Exercise set >>
a – Using the post on Governor Herbert and Mayor Corroon below, answer these:
(i) Which states did Corroon cite as having higher graduation requirements?
(ii) According to the governor's quote, what might people in Utah not want to give up?
(iii) On what date was the post published?
b – Translate this sentence from the post on Governor Herbert and Mayor Corroon below into Spanish: "Mayor and gubernatorial candidate Peter Corroon announced that, if elected, he would like to see an increase in the credits required to graduate from Utah high schools."

Monday, August 30, 2010

Governor Herbert v. Mayor Corroon -- Education

In the past few weeks the Governor has taken a few shots at his competition's ideas for Utah education

Mayor and gubernatorial candidate Peter Corroon announced that, if elected, he would like to see an increase in the credits required to graduate from Utah high schools. He cited states like Arizona, Texas, and New Mexico as examples of states that have higher graduation requirements and Utah's increasingly tech-savvy job market as reasons why the state of Utah needs to raise the board.

Governor has responded in a couple of pathetic ways. The first response, was an appeal to the religious centric Mormon majority of the state of Utah. The governor stated:
"I don't know that everybody in Utah is going to think that's a good idea to give up art and seminary release time to have this more rigorous curriculum,"

Supplied data >>
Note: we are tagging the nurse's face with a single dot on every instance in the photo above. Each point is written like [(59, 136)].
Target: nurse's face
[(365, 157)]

Exercise results >>
a –
(i) Arizona, Texas, and New Mexico.
(ii) Art and seminary release time.
(iii) Monday, August 30, 2010.

b – El alcalde y candidato a gobernador Peter Corroon anunció que, si resultaba elegido, le gustaría ver un aumento en los créditos requeridos para graduarse de las escuelas secundarias de Utah.